## Passage
The Covid crisis has exposed flaws and weaknesses in the healthcare system. If the pandemic showed us one thing, it is that healthcare is more than just treating patients.
Medical personnel did the job that they were trained for. What failed was the support system.
The system was confronted with insufficient capacity, dysfunctional supply chains and inadequate equipment. Financing and insurance coverage is a separate debate all together.
A portion of these problems could have been avoided with better management and training, standardized processes, quality standards and accountability.
Education
The capability of doctors and nurses in treating and caring for patients was not the issue during the pandemic. They went over and beyond the expectations. The health system was overwhelmed and nearly collapsed, making it practically impossible for health professionals to do their jobs. A shortage of personal protective equipment endangered the lives of first responders and doctors alike, and insufficient supplies of medication and machines exacerbated the situation.
Strengthening administrative and digital processes would be a first step in being better prepared for future crises. CONEDIG, a non-profit Consortium of Educational Institutions in Digital Health, is helping to further develop Telemedicine and eHealth. New degrees like a masters in healthcare administration are broadening their curriculum to include strategy, data-driven decision making and negotiating, developments that should be embraced and encouraged. Coordinating supplies and smart logistics are as important as the work that medics deliver.
Standardization
Covid-19 did not take authorities by surprise. For over a century everyone knew that we could get hit by a pandemic, even Hollywood. But just like Christmas where everybody knows 365 days in advance that it is coming and everyone waits until the last day to do their shopping, no one really took action until it was too late.
If at any point in the last few decades someone had written a little handbook on standard procedures that should be followed in case of a pandemic, like the thousands of others we have for every imaginable eventuality, then we would not have been in such a dire situation as we are in today. We might have even avoided politicising a deadly virus.
For something as trivial as tomato sauce, there are pages defining the different grades and standards. If you want to put a bottle of tomato sauce on a supermarket shelf there are a thousand things to prove and consider, but if you want to sell a mask that is intended to protect the user from a potentially deadly virus, you just have to make it look good.

## Required action
Does each statement agree with the passage on Covid and the healthcare system? Answer yes or no for each, quoting the deciding words. (a) Medical personnel failed to do the job they were trained for. (b) CONEDIG is a non-profit organization. (c) Covid-19 took authorities by surprise. The material that follows has no connection to the passage on Covid and the healthcare system.

## Exercise data
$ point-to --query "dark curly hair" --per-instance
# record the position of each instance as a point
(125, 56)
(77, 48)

## Exercise answer
(a) No: "Medical personnel did the job that they were trained for."
(b) Yes: "CONEDIG, a non-profit Consortium of Educational Institutions in Digital Health"
(c) No: "Covid-19 did not take authorities by surprise."